### WHAT YOU HAVE TO DO
Gather every line in the records below that contains the word "overcast", and copy each such line in full.

### EXTRACTED INFORMATION
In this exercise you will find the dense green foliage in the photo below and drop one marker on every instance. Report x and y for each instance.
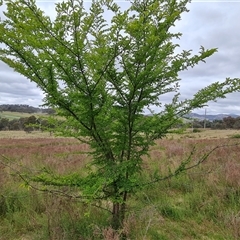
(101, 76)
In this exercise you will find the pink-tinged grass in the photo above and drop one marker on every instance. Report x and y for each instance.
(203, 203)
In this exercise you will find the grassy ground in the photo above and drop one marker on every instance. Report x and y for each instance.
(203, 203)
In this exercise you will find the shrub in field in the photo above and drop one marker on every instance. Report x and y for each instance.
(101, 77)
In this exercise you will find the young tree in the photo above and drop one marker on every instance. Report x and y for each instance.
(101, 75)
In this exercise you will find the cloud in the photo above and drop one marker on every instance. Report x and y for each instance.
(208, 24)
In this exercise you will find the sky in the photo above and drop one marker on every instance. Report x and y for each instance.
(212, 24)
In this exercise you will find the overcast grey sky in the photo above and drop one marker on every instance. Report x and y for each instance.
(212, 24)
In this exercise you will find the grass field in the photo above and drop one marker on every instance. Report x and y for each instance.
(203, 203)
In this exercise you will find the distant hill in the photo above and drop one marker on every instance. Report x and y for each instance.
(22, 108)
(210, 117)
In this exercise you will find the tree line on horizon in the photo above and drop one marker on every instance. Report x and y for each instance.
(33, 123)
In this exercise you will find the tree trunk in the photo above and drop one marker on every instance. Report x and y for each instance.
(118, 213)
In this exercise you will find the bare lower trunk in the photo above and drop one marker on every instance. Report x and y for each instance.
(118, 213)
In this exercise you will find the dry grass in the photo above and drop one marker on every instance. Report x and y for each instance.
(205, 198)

==

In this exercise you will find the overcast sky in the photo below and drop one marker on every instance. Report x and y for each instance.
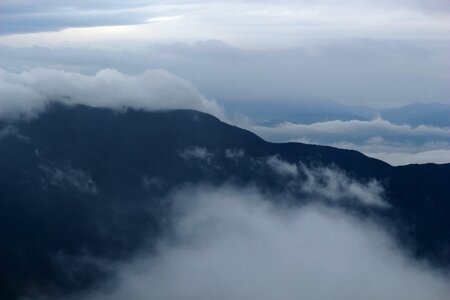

### ANSWER TO THE PROBLEM
In this exercise you will find the overcast grey sky in the photo above and drop one marker on every instance. Report x and y for each instance.
In this exercise you will find the overcast sky in the photo below and drop one marker on every instance. Report x and y for each instance.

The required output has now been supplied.